═════ Records provided

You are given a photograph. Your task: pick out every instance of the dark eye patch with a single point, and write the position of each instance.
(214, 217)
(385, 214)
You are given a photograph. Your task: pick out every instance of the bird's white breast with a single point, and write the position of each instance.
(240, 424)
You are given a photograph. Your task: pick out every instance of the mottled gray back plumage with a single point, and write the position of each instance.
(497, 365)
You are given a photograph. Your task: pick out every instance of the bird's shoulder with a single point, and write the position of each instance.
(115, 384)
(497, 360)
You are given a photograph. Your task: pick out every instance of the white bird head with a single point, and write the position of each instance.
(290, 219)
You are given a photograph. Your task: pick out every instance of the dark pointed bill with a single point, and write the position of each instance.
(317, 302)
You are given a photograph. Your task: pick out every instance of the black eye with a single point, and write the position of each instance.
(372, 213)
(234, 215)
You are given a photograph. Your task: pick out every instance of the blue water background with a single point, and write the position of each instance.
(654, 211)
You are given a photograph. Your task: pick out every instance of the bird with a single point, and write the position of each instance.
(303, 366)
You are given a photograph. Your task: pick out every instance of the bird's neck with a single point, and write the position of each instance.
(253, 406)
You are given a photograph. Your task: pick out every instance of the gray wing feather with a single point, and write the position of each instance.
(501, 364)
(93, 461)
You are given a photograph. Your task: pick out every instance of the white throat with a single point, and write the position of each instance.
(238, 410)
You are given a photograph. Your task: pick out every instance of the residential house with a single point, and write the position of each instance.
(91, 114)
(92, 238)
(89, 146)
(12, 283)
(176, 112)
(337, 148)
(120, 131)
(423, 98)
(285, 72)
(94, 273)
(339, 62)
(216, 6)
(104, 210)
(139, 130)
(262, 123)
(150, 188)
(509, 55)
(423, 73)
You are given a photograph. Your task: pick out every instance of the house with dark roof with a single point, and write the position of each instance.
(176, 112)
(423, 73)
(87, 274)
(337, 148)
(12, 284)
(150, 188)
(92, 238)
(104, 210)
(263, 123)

══════════

== Task ==
Copy all of the data. Keep every word exactly as it is.

== Solution to this task ==
You are given a photograph. Your task: pick out every instance of the dark eye patch with a single point, and write the position of each instance.
(214, 217)
(385, 214)
You are given a photograph. Your task: pick out every instance of the bird's white breast with a single point, and write the position of each instance.
(240, 424)
You are given a photograph. Your task: pick out every instance of the mottled gray back plumage with a single point, and write the position of each instance.
(497, 365)
You are given a photograph. Your task: pick out every instance of the bird's shoulder with a single point, and write the position of each instance.
(115, 384)
(497, 360)
You are given a photograph. Your task: pick out every instance of the white bird head with a single point, and write the position of each instance.
(290, 219)
You are given a photograph. Your task: pick out every instance of the dark pointed bill with a single point, and write the position of each instance.
(317, 302)
You are given a photograph. Your task: pick out every instance of the black eye with a single point, and write the position of each instance.
(372, 213)
(234, 215)
You are given a photograph. Your task: pick out every instance of the blue water background with a single point, and write the position of each instance.
(654, 211)
You are given a photograph. Your task: pick out every instance of the bird with a single point, and write the position of each instance.
(303, 366)
You are given a photograph. Your task: pick out every instance of the bird's neck with a single point, and write the position of each instance.
(253, 406)
You are given a photograph. Your task: pick out every instance of the gray wing feather with a single point, and write the position of each instance.
(501, 364)
(93, 461)
You are given a photograph. Your task: pick out every instance of the white throat with a single point, and write the position of each instance.
(238, 410)
You are given a photograph. Your task: pick out every instance of the residential house with a single point, and write the position of each instance.
(91, 114)
(92, 238)
(89, 146)
(12, 283)
(176, 112)
(337, 148)
(120, 131)
(423, 98)
(285, 72)
(94, 273)
(339, 62)
(216, 6)
(104, 210)
(139, 130)
(262, 123)
(150, 188)
(509, 55)
(423, 73)
You are given a photograph. Your task: pick out every instance of the house with dark roof with a single point, and write the position of each instance.
(176, 112)
(423, 73)
(87, 274)
(337, 148)
(12, 284)
(150, 188)
(92, 238)
(104, 210)
(263, 123)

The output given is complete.